■ Parties de l'exercice ■
a. Dans l'article sur la protection des données, remplacez « Facebook » par « Twitter » et reproduisez le passage modifié. Ce passage commence par les mots « Une nouvelle réglementation » et se termine par « la protection des données. ».
b. Recopiez sans changement les lignes du listing qui vont de la ligne contenant « Goal: Detect the sky » jusqu'à celle contenant « xmin=289 ymin=0 xmax=406 ymax=55 », ces deux lignes comprises.

■ Extrait ■
******
Parmi les sujets abordés lors du Conseil européen du numérique, la question du devenir des données personnelles des internautes pose problème.

Article rédigé par Christophe Rauzy
France Télévisions
Publié Mis à jour
Temps de lecture : 5 min
Le numérique et la protection des données sont au cœur des préoccupations de l'Union européenne. (PEARLEYE / E+ / GETTY IMAGES)

Les chefs d'Etat européens sont réunis, jeudi 24 et vendredi 25 octobre à Bruxelles, à l'occasion d'un sommet du numérique. Aucune annonce cruciale n'est attendue, mais cette réunion marque la volonté de l'Union européenne de s'emparer d'un sujet qui engage l'avenir de ses citoyens : la protection des données des internautes. L'UE promet vouloir avancer sur la question, mais les défenseurs des libertés individuelles craignent au contraire que ces bonnes intentions ne soient vite enterrées.

Francetv info détaille les trois éléments qui laissent penser que la situation est incertaine en matière de protection des données.

Une nouvelle réglementation très critiquée

L'affaire Prism, liée à l'espionnage des télécommunications par les Etats-Unis, a provoqué "une prise de conscience", estime Françoise Castex, députée européenne PS, interrogée sur RTL. La révélation du rôle joué par des entreprises comme Facebook, Yahoo! ou Google dans le scandale des écoutes américaines a en effet convaincu les membres de la commission des libertés civiles du Parlement européen (Libe), d'adopter à l'unanimité un texte réformant le règlement sur la protection des données.

L'objectif est d'empêcher le stockage et l'utilisation de données personnelles par les géants du net. Si des astuces existent pour éviter qu'ils ne vous pistent, le Parlement veut que cette nouvelle réglementation oblige notamment ces sociétés à demander son accord à l'internaute avant de transférer ses données personnelles sur un serveur. Il devra également être informé de l'utilisation future de ses données et pourra en interdire la collecte et le stockage à n'importe quel moment.

En cas de non-respect de ces obligations, le site pris en faute s'exposera à une amende allant jusqu'à 100 millions d'euros, ou 5% du chiffre d'affaires. Pour assurer un bon fonctionnement, le texte propose de "renforcer les autorités de contrôle, comme la Cnil en France", assure Françoise Castex, membre de la commission Libe. "On a montré qu'on ne rigolait pas avec les données personnelles", insiste-t-elle.
******
(Relevés des zones étiquetées)
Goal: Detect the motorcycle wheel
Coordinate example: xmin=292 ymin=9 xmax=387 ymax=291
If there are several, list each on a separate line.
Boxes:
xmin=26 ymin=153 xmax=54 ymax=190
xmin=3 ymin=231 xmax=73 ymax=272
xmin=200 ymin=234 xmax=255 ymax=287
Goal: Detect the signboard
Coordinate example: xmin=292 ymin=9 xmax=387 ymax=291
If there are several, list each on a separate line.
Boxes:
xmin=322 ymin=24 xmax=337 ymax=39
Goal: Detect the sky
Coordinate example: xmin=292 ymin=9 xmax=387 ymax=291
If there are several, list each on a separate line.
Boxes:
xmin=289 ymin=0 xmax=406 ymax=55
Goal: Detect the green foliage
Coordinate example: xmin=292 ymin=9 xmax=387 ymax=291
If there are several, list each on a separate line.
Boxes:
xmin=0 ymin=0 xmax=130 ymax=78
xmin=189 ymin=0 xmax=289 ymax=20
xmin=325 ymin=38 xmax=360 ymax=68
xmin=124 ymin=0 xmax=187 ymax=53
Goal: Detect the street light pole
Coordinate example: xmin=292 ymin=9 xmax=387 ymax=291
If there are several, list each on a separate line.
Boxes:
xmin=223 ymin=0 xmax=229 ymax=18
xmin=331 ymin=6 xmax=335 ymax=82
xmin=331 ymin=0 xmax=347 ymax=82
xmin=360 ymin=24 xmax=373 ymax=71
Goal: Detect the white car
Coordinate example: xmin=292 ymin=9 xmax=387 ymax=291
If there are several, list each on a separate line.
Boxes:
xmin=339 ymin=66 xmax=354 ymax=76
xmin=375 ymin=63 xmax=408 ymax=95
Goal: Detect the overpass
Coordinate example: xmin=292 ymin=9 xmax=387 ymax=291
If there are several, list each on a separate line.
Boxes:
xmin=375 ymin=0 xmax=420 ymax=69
******
■ Corrigé de l'exercice ■
a.
Une nouvelle réglementation très critiquée

L'affaire Prism, liée à l'espionnage des télécommunications par les Etats-Unis, a provoqué "une prise de conscience", estime Françoise Castex, députée européenne PS, interrogée sur RTL. La révélation du rôle joué par des entreprises comme Twitter, Yahoo! ou Google dans le scandale des écoutes américaines a en effet convaincu les membres de la commission des libertés civiles du Parlement européen (Libe), d'adopter à l'unanimité un texte réformant le règlement sur la protection des données.

b.
Goal: Detect the sky
Coordinate example: xmin=292 ymin=9 xmax=387 ymax=291
If there are several, list each on a separate line.
Boxes:
xmin=289 ymin=0 xmax=406 ymax=55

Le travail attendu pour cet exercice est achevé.